Written exercise ▸
Copy the lines from the start of the entries through the line that contains "x=314 y=229", with both ends included. Leave the pictures out of your copy.

Object position labeling entries ▸
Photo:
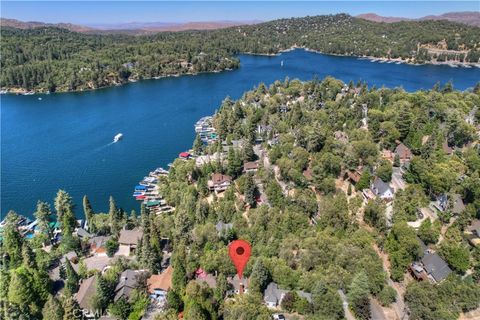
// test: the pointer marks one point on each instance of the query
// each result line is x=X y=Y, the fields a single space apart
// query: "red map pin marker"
x=240 y=251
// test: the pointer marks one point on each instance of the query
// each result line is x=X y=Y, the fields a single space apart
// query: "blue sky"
x=92 y=12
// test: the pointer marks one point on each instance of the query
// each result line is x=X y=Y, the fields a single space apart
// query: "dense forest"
x=52 y=59
x=314 y=229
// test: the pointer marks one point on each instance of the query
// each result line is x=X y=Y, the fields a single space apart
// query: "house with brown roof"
x=340 y=136
x=239 y=286
x=251 y=166
x=388 y=155
x=159 y=284
x=129 y=281
x=85 y=295
x=208 y=278
x=353 y=175
x=403 y=152
x=98 y=245
x=446 y=148
x=128 y=240
x=219 y=182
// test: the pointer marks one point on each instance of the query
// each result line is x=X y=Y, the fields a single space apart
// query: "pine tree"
x=248 y=153
x=52 y=310
x=63 y=203
x=259 y=277
x=28 y=256
x=113 y=216
x=12 y=240
x=71 y=278
x=396 y=161
x=249 y=191
x=145 y=218
x=358 y=295
x=105 y=292
x=364 y=181
x=68 y=226
x=43 y=216
x=198 y=145
x=71 y=308
x=89 y=214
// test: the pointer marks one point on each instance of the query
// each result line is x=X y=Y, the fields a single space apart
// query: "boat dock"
x=204 y=128
x=147 y=191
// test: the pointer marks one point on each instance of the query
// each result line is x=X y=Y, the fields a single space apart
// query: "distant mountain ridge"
x=4 y=22
x=471 y=18
x=129 y=27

Written answer ▸
Photo:
// test: the pointer marks one point on each instance of the query
// each result line is x=X y=Y, the fields a single space apart
// query: "red map pin marker"
x=240 y=251
// test: the pointer marks one point on each instance of the query
// each result line is x=X y=Y, the fields a single space apart
// query: "blue sky"
x=92 y=12
// test: the pointer marks one point on each instance of the query
// each result line is x=X y=Y, the fields a single space apart
// query: "dense forest"
x=52 y=59
x=314 y=229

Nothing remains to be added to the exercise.